What you should do.
Pictures excluded, copy all of the data below exactly.

Data under study.

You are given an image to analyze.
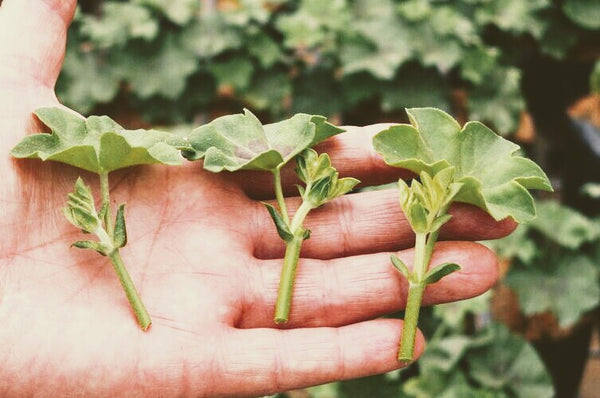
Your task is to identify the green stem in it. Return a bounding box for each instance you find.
[273,167,290,225]
[274,201,312,323]
[398,282,426,364]
[274,231,304,323]
[109,250,152,331]
[99,172,113,237]
[99,171,151,331]
[398,232,436,363]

Exercise answer.
You are given an image to analyze.
Your task is to identify the green stem in it. Return a bounding box for each instance you find.
[273,167,290,225]
[274,201,312,323]
[398,282,426,364]
[274,231,304,323]
[109,250,152,331]
[99,172,113,237]
[99,171,151,331]
[398,232,436,363]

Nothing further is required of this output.